» **The problem**
Copy out all of the data below, changing every "Solution" to "Answer" and leaving everything else the same.

» **Stored records**
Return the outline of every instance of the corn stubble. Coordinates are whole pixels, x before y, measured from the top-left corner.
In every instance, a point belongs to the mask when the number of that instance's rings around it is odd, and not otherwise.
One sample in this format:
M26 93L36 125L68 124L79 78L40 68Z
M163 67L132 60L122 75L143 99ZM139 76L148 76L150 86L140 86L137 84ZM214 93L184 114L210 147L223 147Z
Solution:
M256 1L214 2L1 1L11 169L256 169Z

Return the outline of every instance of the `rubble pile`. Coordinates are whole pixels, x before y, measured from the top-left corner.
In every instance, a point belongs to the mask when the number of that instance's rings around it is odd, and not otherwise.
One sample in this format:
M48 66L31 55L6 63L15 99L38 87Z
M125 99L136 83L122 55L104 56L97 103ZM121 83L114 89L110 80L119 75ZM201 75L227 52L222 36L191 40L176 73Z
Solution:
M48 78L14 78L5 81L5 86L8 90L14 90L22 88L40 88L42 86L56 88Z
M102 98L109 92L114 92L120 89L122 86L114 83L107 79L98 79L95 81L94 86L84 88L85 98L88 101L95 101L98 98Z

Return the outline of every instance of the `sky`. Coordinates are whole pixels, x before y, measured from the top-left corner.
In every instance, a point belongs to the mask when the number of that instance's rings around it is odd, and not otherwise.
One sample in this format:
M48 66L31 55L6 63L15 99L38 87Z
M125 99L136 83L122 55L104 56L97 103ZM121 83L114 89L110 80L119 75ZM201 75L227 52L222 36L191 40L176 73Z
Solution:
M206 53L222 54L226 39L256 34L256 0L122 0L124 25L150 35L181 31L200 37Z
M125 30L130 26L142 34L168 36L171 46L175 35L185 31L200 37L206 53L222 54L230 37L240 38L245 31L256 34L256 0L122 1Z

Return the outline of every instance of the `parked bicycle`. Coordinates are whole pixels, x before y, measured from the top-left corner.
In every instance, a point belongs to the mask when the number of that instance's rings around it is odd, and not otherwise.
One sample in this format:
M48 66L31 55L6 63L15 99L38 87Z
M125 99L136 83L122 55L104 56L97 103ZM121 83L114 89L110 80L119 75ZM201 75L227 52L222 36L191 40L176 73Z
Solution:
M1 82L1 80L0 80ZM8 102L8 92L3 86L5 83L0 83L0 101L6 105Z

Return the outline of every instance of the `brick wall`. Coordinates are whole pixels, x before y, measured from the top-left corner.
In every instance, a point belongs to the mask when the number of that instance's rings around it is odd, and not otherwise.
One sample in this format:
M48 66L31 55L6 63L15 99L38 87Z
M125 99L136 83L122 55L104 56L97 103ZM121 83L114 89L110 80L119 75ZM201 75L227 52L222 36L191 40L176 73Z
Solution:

» **Complete answer**
Return the outline of every instance of the corn stubble. Coordinates are whole pixels, x before y, measured from the top-left corner.
In every instance, a point belongs to the mask when the number of that instance's rings around it is odd, and not otherwise.
One sample in this format:
M26 93L36 125L68 124L79 78L40 68Z
M163 67L132 60L122 75L143 99ZM139 76L148 76L150 86L140 86L137 84ZM214 93L184 114L210 147L223 147Z
Answer:
M256 1L214 2L1 1L11 169L256 169Z

Return the outline of every instance of the `rubble pile`. Coordinates are whole pixels, x before y, measured from the top-left corner.
In every instance, a point belongs to the mask when the number of that instance's rings around it is odd, and not otherwise.
One sample in this format:
M48 66L31 55L6 63L15 99L38 87Z
M125 99L136 83L122 55L104 56L97 103ZM121 83L114 89L110 80L119 75ZM201 75L227 52L222 36L191 40L176 73Z
Answer:
M48 78L14 78L5 81L5 86L8 90L14 90L22 88L40 88L42 86L56 88Z
M102 98L109 92L114 92L120 89L122 86L114 83L107 79L98 79L95 81L94 86L84 88L85 98L88 101L95 101L98 98Z

Return the outline of every instance of the `sky`. Coordinates are whole pixels, x before y, measured from the top-left corner.
In every instance, a point belongs to the mask when the number of that instance's rings around it is odd, and not otherwise.
One sample in this format:
M48 66L31 55L6 63L15 99L38 87Z
M125 99L136 83L122 55L104 56L97 103ZM121 83L114 89L110 80L119 75ZM201 75L227 52L222 36L191 40L176 73Z
Answer:
M206 53L222 54L226 39L256 34L256 0L122 0L124 25L150 35L181 31L200 37Z
M125 30L130 26L142 34L168 36L171 46L175 35L185 31L200 37L206 53L222 54L230 37L240 38L245 31L256 34L256 0L122 1Z

Return the outline of every instance of the `parked bicycle`. Coordinates are whole pixels, x before y, measured from the top-left corner.
In every instance, a point belongs to the mask when the number of that instance's rings around it is odd, and not otherwise.
One sample in this format:
M48 66L31 55L6 63L15 99L38 87Z
M125 99L136 83L122 55L104 56L97 103ZM121 83L114 89L110 80L119 75ZM201 75L227 52L222 36L191 40L176 73Z
Answer:
M1 82L1 80L0 80ZM8 102L8 92L3 86L5 83L0 83L0 101L6 105Z

Return the outline of every instance of the `brick wall`. Coordinates are whole pixels, x before y, measured from the top-left corner.
In every instance, a point belongs to the mask when the number of that instance's rings around it is odd, and not otherwise.
One sample in this format:
M48 66L31 55L6 63L15 99L38 87Z
M125 99L136 83L122 55L104 56L97 103ZM121 83L114 89L110 80L119 75ZM201 75L227 52L222 36L191 40L176 73Z
Answer:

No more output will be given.